EXERCISE BRIEF → Each entry below must be repeated word for word.

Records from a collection
= = = = =

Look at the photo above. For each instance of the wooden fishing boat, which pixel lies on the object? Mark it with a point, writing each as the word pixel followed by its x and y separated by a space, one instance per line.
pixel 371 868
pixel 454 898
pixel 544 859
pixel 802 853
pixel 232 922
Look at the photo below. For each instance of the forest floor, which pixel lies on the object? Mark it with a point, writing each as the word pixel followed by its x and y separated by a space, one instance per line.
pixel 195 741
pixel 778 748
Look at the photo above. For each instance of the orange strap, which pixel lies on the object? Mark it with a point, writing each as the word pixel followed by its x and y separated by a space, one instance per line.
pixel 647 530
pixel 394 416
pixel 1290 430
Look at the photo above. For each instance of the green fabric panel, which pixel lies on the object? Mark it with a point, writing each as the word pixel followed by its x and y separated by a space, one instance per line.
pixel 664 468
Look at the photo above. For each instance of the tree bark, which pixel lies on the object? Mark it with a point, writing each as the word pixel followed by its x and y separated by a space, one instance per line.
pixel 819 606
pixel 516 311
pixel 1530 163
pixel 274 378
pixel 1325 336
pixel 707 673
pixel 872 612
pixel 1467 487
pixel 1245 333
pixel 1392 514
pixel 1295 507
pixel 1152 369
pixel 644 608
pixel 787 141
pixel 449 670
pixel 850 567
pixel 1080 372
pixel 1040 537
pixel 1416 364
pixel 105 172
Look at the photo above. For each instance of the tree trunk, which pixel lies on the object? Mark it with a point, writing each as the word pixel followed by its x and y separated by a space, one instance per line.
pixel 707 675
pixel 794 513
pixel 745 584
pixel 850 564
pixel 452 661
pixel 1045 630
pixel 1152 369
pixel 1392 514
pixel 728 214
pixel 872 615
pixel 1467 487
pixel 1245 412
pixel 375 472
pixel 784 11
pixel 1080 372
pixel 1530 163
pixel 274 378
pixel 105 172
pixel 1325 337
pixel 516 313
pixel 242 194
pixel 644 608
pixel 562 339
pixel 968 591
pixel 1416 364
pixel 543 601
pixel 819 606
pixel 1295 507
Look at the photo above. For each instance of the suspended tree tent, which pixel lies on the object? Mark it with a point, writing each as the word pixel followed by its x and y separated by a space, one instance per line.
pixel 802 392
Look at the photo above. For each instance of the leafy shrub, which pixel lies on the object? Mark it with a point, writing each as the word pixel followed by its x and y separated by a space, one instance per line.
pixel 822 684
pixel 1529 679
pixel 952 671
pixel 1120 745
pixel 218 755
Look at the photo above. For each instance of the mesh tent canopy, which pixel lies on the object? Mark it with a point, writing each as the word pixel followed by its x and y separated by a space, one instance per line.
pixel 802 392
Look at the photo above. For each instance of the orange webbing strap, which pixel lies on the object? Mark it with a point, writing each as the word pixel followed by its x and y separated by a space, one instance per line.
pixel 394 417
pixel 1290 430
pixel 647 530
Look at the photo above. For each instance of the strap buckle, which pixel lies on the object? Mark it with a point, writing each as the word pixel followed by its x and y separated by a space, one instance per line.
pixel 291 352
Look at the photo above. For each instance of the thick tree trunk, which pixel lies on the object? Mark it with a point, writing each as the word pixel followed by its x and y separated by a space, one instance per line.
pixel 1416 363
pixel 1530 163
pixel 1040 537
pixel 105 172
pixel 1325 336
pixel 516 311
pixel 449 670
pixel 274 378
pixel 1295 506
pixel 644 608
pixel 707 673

= = = = =

WRITTEN RESPONSE →
Look at the photo above. For each instance of the wooden fishing boat, which pixel lies on the object? Mark it with a point, writing each as the word pixel followed by its x and y separated by a space, one instance per line.
pixel 371 868
pixel 454 898
pixel 544 859
pixel 802 853
pixel 232 922
Look at the photo below. For each instance of the forest floor, which pixel lies on the object? Mark it with a point, writing each as the word pixel followed by its x and y separated by a space, one instance per line.
pixel 195 741
pixel 778 748
Look at the photo above. For each instance of the orange strap, which pixel lies on the object? Mark it with a point, writing each as the word pixel followed by its x and y separated by a space, one instance per line.
pixel 647 530
pixel 394 416
pixel 1290 430
Look at the photo above. For each instance of the green fabric panel, which pixel lies on the object? Mark it with a point, writing each as the word pixel followed by its x and y separated by a space, one instance per line.
pixel 664 468
Look at the photo above. For each instance of the tree bark, which pixel lies on the object? Mark it with a point, writing each as the word pixel followed by its x and y separated by a space, one instance per line.
pixel 819 606
pixel 516 311
pixel 1530 163
pixel 274 378
pixel 1325 336
pixel 707 673
pixel 872 612
pixel 1467 487
pixel 1245 333
pixel 1392 514
pixel 1295 507
pixel 1152 369
pixel 644 608
pixel 787 141
pixel 449 670
pixel 850 567
pixel 1080 372
pixel 1040 537
pixel 1416 364
pixel 105 172
Look at the photo above. For each instance of the tree trunk, which pixel lies on the object? Mark it with a point, writing each as the word pixel followed by its x and y separated by a space, one instance per line.
pixel 707 675
pixel 794 513
pixel 745 584
pixel 850 564
pixel 452 661
pixel 1045 630
pixel 1152 369
pixel 1392 514
pixel 728 214
pixel 872 615
pixel 1467 487
pixel 1245 412
pixel 375 472
pixel 784 11
pixel 1080 372
pixel 1530 163
pixel 274 378
pixel 105 172
pixel 1325 337
pixel 516 313
pixel 242 194
pixel 644 608
pixel 562 339
pixel 968 591
pixel 1416 364
pixel 543 601
pixel 819 606
pixel 1295 507
Look at the photo above. For each instance of the suspended tree tent, which pixel lies on the object? Mark it with a point, writing each as the word pixel followed by its x and y separated by a space, one instance per line.
pixel 802 392
Look at the photo above. For each instance of the leafy shrub, which pixel lies on the object? Mark it with a point, writing each as the word pixel followed by its x and y separated by a space, one instance per line.
pixel 822 684
pixel 1529 679
pixel 952 671
pixel 1120 745
pixel 218 755
Look at the photo above. For each instance of the mesh tent canopy, which pixel lies on the object? Mark it with a point, writing each as the word pixel followed by its x and y separated by a space, one instance per line.
pixel 802 392
Look at the photo above. For each instance of the orange webbing strap, which pixel lies on the object? Mark it with a point, writing each as the word pixel followed by its x and y separated by a space, one instance per line.
pixel 394 417
pixel 1290 430
pixel 647 530
Look at the photo above. For each instance of the strap buckle, which pixel lies on the object? Mark it with a point, writing each as the word pixel followed by its x and y separated by a space, one instance per line.
pixel 291 352
Look at the photo above. For each instance of the thick tree trunk, which pixel lies on the object? Mark it with a point, writing each as the word pixel followed by its x and y separated by a space, one instance per line.
pixel 1416 363
pixel 1530 163
pixel 1040 537
pixel 105 172
pixel 1325 336
pixel 516 311
pixel 449 670
pixel 274 378
pixel 1295 506
pixel 644 608
pixel 707 673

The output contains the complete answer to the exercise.